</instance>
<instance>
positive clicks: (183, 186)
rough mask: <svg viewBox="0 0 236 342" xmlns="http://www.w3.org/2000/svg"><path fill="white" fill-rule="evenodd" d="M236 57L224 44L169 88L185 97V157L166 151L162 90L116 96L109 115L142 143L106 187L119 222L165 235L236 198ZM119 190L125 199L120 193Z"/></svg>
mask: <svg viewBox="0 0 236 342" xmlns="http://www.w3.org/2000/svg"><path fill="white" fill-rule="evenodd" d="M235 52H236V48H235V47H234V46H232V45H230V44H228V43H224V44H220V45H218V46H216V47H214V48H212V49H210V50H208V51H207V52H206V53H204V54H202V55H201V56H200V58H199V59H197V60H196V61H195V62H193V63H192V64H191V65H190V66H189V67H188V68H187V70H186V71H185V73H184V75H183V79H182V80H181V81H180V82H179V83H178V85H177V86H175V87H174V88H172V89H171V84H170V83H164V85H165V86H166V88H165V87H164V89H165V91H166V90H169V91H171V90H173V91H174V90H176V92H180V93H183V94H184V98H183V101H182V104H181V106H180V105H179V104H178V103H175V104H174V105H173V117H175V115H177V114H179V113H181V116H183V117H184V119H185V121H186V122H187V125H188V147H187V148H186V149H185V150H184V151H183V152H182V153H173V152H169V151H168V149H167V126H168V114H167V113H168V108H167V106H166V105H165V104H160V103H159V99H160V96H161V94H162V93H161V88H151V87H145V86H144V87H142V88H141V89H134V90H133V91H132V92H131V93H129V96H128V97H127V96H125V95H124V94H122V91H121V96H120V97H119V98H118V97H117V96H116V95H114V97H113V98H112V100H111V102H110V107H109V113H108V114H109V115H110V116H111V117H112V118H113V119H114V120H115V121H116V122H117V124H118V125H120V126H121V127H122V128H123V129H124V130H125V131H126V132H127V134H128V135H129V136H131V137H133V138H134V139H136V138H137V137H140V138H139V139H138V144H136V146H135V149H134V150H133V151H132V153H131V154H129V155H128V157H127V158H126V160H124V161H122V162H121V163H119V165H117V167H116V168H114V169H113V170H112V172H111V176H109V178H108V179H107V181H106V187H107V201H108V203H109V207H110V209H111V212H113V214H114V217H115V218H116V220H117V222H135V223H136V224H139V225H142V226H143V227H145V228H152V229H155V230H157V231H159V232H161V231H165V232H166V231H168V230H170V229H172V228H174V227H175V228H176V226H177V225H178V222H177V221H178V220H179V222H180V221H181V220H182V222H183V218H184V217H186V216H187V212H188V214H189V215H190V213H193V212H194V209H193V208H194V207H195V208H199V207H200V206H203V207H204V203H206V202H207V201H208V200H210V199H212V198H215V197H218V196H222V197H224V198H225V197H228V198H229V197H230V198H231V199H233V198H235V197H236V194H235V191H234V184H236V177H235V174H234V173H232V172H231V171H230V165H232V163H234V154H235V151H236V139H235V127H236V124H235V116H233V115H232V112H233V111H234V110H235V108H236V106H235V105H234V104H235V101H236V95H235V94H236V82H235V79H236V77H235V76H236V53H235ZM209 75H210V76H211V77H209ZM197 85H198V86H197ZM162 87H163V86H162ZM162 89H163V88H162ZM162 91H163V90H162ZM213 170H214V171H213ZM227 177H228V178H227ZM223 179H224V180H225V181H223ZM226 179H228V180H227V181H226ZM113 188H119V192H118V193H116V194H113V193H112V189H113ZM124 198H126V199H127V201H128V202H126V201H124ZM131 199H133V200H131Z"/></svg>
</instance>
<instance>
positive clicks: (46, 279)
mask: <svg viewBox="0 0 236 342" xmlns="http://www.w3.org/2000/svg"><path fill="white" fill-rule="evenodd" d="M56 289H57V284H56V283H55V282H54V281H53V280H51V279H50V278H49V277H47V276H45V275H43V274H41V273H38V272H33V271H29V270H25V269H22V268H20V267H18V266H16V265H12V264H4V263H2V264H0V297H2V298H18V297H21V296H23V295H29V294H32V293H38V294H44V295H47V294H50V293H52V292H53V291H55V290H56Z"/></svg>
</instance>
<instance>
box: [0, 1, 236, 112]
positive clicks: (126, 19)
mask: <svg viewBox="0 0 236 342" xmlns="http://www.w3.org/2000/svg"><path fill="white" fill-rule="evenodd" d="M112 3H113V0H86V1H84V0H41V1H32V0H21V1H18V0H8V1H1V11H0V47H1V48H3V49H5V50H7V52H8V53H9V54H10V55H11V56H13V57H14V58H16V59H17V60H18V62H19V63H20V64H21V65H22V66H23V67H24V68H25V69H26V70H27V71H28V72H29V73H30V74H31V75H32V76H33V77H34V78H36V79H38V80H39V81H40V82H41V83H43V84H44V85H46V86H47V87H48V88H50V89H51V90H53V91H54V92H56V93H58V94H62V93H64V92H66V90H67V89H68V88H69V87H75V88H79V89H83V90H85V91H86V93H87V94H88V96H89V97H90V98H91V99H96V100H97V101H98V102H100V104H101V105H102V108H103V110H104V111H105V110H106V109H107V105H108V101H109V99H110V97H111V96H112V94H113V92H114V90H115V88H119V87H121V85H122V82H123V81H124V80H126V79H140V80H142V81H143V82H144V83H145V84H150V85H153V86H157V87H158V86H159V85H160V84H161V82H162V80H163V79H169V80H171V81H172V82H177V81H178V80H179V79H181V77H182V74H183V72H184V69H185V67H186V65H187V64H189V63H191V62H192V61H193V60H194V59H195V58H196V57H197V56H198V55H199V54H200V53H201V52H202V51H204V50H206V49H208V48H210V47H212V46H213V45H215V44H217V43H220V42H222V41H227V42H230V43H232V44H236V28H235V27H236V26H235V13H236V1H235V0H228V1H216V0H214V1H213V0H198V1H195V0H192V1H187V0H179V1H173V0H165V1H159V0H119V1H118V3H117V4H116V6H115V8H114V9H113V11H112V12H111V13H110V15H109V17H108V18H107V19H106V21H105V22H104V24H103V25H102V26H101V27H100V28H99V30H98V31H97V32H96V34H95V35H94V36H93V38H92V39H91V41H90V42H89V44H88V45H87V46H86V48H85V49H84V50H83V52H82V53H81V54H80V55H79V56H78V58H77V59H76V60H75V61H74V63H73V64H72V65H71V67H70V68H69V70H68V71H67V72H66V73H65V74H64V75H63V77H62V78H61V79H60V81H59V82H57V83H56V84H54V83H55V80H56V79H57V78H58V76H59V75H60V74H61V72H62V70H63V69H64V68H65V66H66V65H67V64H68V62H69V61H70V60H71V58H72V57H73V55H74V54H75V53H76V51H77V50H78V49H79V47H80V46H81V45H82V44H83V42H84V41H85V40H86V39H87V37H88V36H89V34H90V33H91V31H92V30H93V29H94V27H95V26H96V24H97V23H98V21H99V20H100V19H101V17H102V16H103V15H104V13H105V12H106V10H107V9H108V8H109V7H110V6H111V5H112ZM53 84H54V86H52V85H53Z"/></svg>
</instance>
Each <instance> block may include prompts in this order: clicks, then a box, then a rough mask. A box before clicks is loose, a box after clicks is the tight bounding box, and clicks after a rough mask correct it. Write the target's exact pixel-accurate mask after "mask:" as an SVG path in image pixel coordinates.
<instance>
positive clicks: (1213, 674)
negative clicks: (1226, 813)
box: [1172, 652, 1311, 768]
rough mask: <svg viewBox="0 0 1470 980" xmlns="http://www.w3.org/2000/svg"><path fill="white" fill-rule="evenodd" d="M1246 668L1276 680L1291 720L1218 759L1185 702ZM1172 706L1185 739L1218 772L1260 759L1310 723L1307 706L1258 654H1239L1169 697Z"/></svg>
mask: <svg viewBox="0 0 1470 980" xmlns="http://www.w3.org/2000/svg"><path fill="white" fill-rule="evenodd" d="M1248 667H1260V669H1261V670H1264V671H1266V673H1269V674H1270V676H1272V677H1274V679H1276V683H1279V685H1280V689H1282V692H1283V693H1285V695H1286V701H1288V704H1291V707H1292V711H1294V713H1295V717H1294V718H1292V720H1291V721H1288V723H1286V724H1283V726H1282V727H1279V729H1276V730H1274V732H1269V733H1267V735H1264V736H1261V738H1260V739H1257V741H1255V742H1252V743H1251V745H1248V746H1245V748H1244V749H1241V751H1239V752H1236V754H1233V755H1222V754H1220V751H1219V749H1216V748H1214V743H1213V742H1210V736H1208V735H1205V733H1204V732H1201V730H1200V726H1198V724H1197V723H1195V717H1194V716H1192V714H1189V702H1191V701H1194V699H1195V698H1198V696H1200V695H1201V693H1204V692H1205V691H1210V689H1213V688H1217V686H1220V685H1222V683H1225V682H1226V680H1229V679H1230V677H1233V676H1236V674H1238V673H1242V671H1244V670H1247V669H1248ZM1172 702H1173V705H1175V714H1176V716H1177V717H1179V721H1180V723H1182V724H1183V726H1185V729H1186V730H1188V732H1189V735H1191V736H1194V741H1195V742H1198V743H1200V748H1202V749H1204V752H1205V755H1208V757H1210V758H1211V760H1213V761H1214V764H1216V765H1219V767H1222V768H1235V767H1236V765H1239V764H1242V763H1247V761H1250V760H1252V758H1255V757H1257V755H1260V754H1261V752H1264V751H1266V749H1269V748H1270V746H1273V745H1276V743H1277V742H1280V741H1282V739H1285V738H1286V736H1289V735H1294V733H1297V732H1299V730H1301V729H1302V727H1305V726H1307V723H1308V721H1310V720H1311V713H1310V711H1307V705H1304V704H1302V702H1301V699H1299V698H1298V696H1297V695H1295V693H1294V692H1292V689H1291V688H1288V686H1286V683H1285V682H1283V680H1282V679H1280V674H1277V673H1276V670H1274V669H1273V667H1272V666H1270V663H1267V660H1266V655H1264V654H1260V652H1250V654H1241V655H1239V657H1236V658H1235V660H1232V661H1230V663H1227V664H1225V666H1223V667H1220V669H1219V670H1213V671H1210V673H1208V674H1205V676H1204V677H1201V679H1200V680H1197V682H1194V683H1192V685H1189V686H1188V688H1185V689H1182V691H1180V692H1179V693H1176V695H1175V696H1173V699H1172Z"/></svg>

......

* _Task description_
Rewrite the listing lines running from the start of the listing through the line containing "57L224 44L169 88L185", inclusive, changing "positive clicks" to "foreground clicks" and leaving everything else unchanged.

* _Written response_
</instance>
<instance>
foreground clicks: (183, 186)
rough mask: <svg viewBox="0 0 236 342" xmlns="http://www.w3.org/2000/svg"><path fill="white" fill-rule="evenodd" d="M236 57L224 44L169 88L185 97V157L166 151L162 90L116 96L109 115L142 143L106 187L119 222L165 235L236 198ZM119 190L125 199L120 193Z"/></svg>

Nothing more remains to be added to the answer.